ACTIVITY — Retype the entries below without any change.

DATASET EXCERPTS —

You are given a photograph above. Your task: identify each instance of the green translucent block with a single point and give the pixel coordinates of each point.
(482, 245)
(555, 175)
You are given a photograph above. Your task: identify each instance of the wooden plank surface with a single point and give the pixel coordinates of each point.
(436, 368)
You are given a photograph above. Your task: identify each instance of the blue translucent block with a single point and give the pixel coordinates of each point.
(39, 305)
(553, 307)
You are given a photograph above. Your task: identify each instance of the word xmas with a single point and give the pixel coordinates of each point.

RESPONSE —
You are given a photograph above. Your task: identify each instance of the green translucent block with a single point and give the pixel coordinates of each point.
(482, 245)
(555, 175)
You are given a photograph above. Your task: identify each instance of the wooden plank surface with a single point and give the pixel coordinates of each point.
(436, 368)
You are given a photograph above. Your task: identify each instance of the blue translucent block with a single point and give the pixel coordinates of each point.
(39, 305)
(553, 307)
You are given a photograph above. Your task: identify each instance of the word xmas with a single point and give the pixel coordinates of each point.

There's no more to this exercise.